◆ TESTO IN ESAME:
----------------

La segnalazione richiama inoltre l’attenzione su alcuni profili di particolare rilievo: «assicurare la conoscenza e promuovere la consapevolezza del gioco legale» e «colpire selettivamente le attività tipicamente d’azzardo maggiormente soggette a compulsività e meno controllabili», oltre a «prevedere norme più stringenti per la pubblicità». Tralasciando il fatto che, come sottolineato più volte da questo giornale, non esistono “giochi” d’azzardo più «controllabili e meno soggetti a compulsività » di altri, la questione di fondo resta irrisolta. L’Autorità parla infatti di criteri più stringenti, a fronte di un decreto che nella sua formulazione è assolutamente chiaro: «È vietata qualsiasi forma di pubblicità, anche indiretta relativa a giochi o scommesse con vincite di denaro». Da notare poi che l’Agcom sottolinea come il processo di consultazione pubblica avviato allo scopo di definire gli indirizzi interpretativi della norma abbia coinvolto tutti i soggetti che ne hanno fatto richiesta. Ma la Consulta Nazionale Antiusura e il testo stesso delle linee guida sembrerebbero sconfessare questa affermazione. Il problema, dunque, resta.

----------------

◆ DATI FORNITI:

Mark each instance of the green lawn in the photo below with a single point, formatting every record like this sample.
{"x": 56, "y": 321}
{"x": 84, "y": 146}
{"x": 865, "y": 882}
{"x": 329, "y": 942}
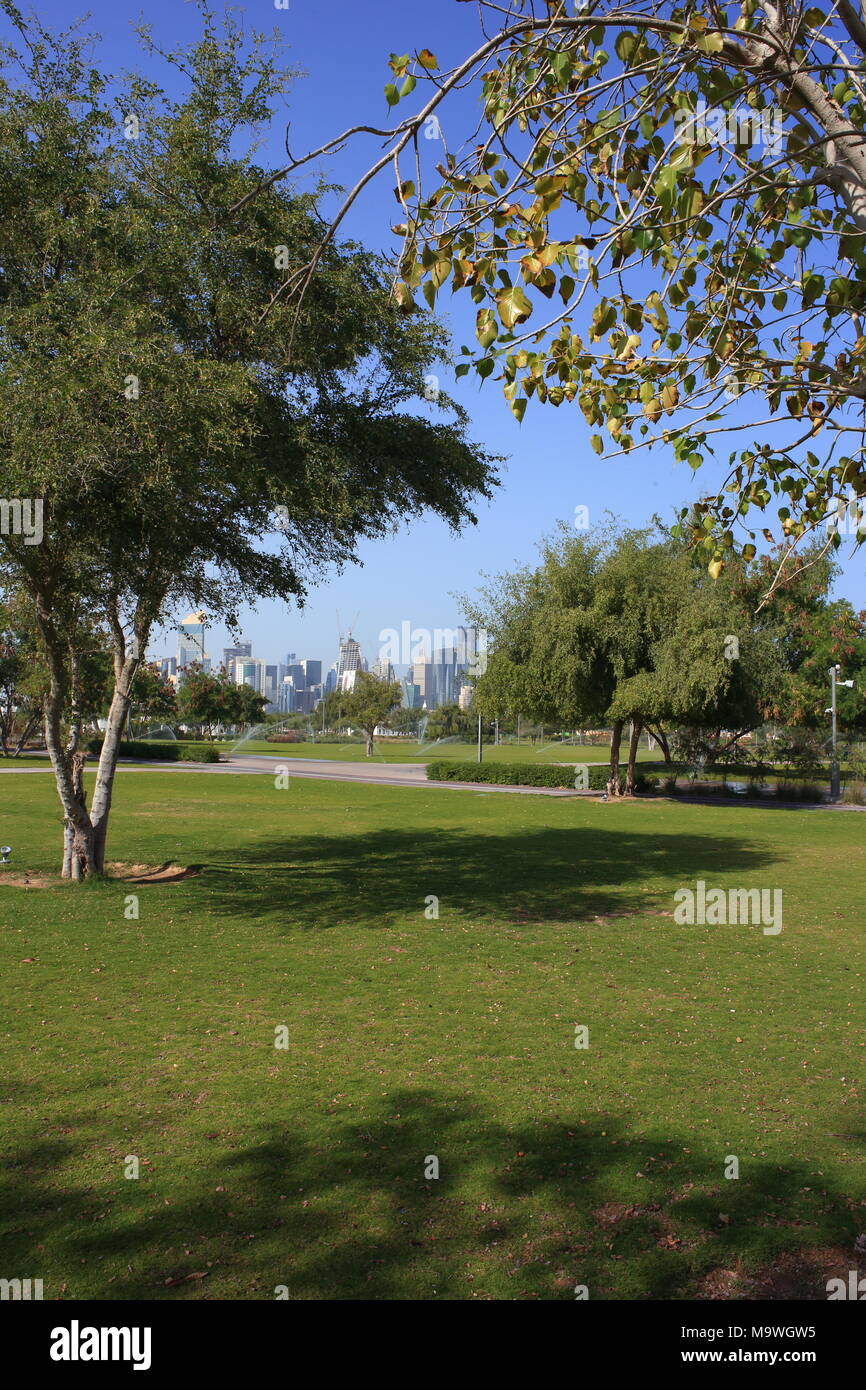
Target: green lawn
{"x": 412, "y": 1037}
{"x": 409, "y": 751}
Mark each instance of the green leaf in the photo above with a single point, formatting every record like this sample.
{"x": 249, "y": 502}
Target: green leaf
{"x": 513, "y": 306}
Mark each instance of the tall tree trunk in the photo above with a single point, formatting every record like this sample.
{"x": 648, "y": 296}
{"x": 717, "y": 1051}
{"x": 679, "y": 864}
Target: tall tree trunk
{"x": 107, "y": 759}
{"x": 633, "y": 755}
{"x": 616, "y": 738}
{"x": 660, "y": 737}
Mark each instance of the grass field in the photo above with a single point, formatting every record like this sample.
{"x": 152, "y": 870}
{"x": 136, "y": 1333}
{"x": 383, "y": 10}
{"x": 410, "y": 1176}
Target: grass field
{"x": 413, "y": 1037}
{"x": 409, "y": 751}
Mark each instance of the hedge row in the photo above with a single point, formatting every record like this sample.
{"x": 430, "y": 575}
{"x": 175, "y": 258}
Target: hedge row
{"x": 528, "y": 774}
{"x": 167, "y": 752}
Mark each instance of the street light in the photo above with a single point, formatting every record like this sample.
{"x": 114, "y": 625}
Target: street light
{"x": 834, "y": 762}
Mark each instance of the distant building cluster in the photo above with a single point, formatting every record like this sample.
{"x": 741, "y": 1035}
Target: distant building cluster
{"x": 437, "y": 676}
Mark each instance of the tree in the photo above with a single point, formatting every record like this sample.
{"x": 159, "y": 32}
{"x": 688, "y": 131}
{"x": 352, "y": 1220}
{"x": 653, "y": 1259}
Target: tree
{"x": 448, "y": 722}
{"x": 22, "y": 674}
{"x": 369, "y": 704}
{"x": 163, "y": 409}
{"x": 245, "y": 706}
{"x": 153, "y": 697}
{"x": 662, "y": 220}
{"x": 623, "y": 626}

----------------

◆ ESERCIZI:
(1) Rispondi a queste domande sul testo in esame:
(a) Che cosa vieta il decreto?
(b) Chi ha coinvolto, secondo l'Agcom, il processo di consultazione pubblica?
(c) Chi sembrerebbe sconfessare l'affermazione dell'Agcom sulla consultazione?
(2) Riassumi il testo in esame in due frasi.
(3) Elenca tutti i profili di particolare rilievo su cui, secondo il testo in esame, la segnalazione richiama l'attenzione.

◆ RISPOSTE AGLI ESERCIZI:
(1)
(a) Qualsiasi forma di pubblicità, anche indiretta, relativa a giochi o scommesse con vincite di denaro.
(b) Tutti i soggetti che ne hanno fatto richiesta.
(c) La Consulta Nazionale Antiusura e il testo stesso delle linee guida.

(2) La segnalazione dell'Autorità chiede di promuovere la consapevolezza del gioco legale, di colpire le attività d'azzardo più soggette a compulsività e di prevedere norme più stringenti per la pubblicità, mentre il decreto vieta già qualsiasi forma di pubblicità, anche indiretta, di giochi con vincite di denaro. L'Agcom sostiene che la consultazione pubblica abbia coinvolto tutti i soggetti che l'hanno richiesto, ma la Consulta Nazionale Antiusura e le linee guida sembrerebbero smentirlo, perciò il problema resta.

(3)
- Assicurare la conoscenza e promuovere la consapevolezza del gioco legale
- Colpire selettivamente le attività tipicamente d'azzardo maggiormente soggette a compulsività e meno controllabili
- Prevedere norme più stringenti per la pubblicità